He was, of course, scorned by us – at first. That scorn in a unit meant strengthening the weakest chain, and in a group of young Corpsmen, that can go from being snide now and then to being an outright jerk. But he kept on. We all watched what he ate; he did push-aways at the food table. He was almost always hungry, but he was determined enough to go a little hungry. He ran every day outside of our normal physical training. He kept to himself, but in the common barracks we kept an eye on him. In a way he scared us – he was driving himself into a meltdown, and we’d all seen Full Metal Jacket.

There was a Marine Corporal instructor who was a complete jerk to everyone, but amplified times ten with this poor kid. The kid could do nothing right for this Corporal, even when he did right. As someone of equal rank of the Corporal at the time, I wanted to throttle him a few times. He sensed this; it’s hard not to see when I dislike something – and he was acting the bully, and acting the bully is something I can never stand. I did end up getting the upper hand after I graduated. There’s a good story. Maybe another time. 

One day, someone called out to me in the barracks – I was the Master-at-Arms for the class, and what happened in the barracks was my problem. The kid’s rack-mate called me over and I found myself staring at the kid’s feet. It was pure, deep infected blisters. With the experience I’d already built up as a Corpsman, I broke the news to him that he shouldn’t be running, that he needed to be on light duty for a while to heal up. He wouldn’t have it. He wanted to run. He wanted to get out of FMSS. He wanted to get out of FMSS that we all worried how much he wanted to get out.

• The data:
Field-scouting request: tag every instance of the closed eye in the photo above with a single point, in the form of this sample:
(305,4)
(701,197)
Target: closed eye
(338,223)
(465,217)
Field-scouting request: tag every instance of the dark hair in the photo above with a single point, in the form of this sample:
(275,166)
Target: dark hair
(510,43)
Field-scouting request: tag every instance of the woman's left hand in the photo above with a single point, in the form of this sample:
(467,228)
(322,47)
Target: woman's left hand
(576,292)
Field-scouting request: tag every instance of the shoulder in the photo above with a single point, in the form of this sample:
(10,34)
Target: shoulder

• Exercise:
In the barracks account, what position did the narrator hold for the class? The rows are separate material, unrelated to the text.

• Answer to the problem:
Master-at-Arms